──────── PASSAGE

1) My Cymbalta withdrawal symptoms passed a few days after writing the post requesting prayer, making the following week manageable, which was important because the night after posting the prayer requests, I had a severe allergic/chemical reaction to butter, which was the first blow of many that the final two weeks of September had to offer.
2) My pain went on somewhat of a reprieve the week before the move. After the move, my body went into post traumatic stress mode, but none of my pain has been impossible. With the exception of a couple of days, I have not been bound to a bed.Praise the Lord!
3) Hours after posting our prayer requests, I was contacted by three friends that I had not seen since HIGH SCHOOL, all offering their help. One friend came on Monday, another came on Tuesday, and another came on Thursday. Their presence in my home was very refreshing. My loneliness was cured, I had help packing boxes, my children had playmates and my spirits were lifted. God's ways are sooooo interesting. Who knew that help would come from people I haven't seen in nearly a decade? Ladies, if you are reading--catching up was very sweet for me. Thank you.
4) Sara has been SLEEPING!!!! Since my last post, Sara has slept through the night EVERY night. Miraculous! The night after the move, she didn't miss a beat. This is CLEARLY an act of the Lord on our . . . . especially my . . . . behalf.

────────────────
──────── SUPPLIED MATERIAL

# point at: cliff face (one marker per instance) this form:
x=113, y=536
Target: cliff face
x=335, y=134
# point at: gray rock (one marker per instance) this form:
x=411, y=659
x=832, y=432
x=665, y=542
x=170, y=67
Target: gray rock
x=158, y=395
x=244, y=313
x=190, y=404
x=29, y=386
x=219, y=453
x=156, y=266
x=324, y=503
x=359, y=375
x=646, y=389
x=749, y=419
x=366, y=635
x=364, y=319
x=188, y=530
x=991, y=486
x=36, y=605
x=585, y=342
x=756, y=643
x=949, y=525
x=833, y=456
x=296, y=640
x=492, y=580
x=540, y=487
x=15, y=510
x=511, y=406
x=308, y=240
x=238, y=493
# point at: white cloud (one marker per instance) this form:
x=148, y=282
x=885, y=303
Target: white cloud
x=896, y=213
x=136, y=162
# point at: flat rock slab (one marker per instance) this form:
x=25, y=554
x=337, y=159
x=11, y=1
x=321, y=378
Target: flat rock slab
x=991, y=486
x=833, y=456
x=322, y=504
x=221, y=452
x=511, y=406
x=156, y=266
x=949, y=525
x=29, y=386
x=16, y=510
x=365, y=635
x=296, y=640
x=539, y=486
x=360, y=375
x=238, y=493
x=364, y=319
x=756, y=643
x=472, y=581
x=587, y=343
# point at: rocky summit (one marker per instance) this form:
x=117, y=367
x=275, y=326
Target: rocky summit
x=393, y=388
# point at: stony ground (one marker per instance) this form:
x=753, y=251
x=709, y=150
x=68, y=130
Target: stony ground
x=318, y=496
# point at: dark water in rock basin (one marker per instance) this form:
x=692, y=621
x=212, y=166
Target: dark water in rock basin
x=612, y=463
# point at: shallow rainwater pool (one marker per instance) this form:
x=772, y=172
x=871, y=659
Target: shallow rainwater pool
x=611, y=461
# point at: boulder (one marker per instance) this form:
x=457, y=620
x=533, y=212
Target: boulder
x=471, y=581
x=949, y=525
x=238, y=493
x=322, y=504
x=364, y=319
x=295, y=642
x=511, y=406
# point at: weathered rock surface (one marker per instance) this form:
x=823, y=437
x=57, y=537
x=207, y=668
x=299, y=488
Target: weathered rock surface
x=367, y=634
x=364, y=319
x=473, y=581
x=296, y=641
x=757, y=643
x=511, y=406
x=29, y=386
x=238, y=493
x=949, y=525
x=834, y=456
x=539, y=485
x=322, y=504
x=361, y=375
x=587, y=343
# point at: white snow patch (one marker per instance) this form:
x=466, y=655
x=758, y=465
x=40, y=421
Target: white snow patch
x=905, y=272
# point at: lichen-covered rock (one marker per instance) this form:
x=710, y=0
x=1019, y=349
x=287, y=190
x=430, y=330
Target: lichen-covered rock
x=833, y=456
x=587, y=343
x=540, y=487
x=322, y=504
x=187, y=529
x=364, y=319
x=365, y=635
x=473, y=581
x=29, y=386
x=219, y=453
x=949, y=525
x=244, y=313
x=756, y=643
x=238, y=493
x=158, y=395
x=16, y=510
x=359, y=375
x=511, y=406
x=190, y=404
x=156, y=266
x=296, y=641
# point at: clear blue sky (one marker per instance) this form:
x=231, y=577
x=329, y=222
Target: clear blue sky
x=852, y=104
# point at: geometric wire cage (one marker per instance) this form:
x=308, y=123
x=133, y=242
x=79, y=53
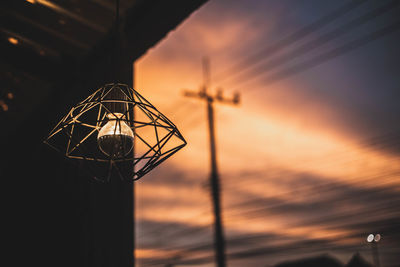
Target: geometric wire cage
x=102, y=131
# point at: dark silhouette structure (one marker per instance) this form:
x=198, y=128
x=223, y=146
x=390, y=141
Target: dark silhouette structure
x=358, y=261
x=323, y=260
x=214, y=176
x=54, y=54
x=326, y=261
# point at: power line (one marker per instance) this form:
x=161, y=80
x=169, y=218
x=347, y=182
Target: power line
x=314, y=44
x=294, y=37
x=308, y=64
x=214, y=177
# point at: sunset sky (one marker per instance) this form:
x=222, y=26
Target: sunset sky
x=310, y=159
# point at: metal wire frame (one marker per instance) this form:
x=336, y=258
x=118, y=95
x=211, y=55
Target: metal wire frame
x=75, y=136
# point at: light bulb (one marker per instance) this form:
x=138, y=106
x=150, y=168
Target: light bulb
x=115, y=138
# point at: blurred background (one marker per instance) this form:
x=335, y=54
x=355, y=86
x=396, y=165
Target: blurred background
x=309, y=161
x=305, y=95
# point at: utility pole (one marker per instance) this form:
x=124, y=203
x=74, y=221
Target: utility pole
x=203, y=94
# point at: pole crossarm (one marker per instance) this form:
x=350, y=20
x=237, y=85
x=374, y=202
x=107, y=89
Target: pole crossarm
x=218, y=97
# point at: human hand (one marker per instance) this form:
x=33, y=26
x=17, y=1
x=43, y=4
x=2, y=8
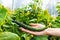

────────────────

QUESTIONS TO ANSWER:
(A) Translate this sentence from the post into Spanish: "Their presence in my home was very refreshing."
(B) Retype the stretch of the post from "2) My pain went" through "me. Thank you.".

PER-TASK ANSWERS:
(A) Su presencia en mi casa fue muy reconfortante.

(B)
2) My pain went on somewhat of a reprieve the week before the move. After the move, my body went into post traumatic stress mode, but none of my pain has been impossible. With the exception of a couple of days, I have not been bound to a bed.Praise the Lord!
3) Hours after posting our prayer requests, I was contacted by three friends that I had not seen since HIGH SCHOOL, all offering their help. One friend came on Monday, another came on Tuesday, and another came on Thursday. Their presence in my home was very refreshing. My loneliness was cured, I had help packing boxes, my children had playmates and my spirits were lifted. God's ways are sooooo interesting. Who knew that help would come from people I haven't seen in nearly a decade? Ladies, if you are reading--catching up was very sweet for me. Thank you.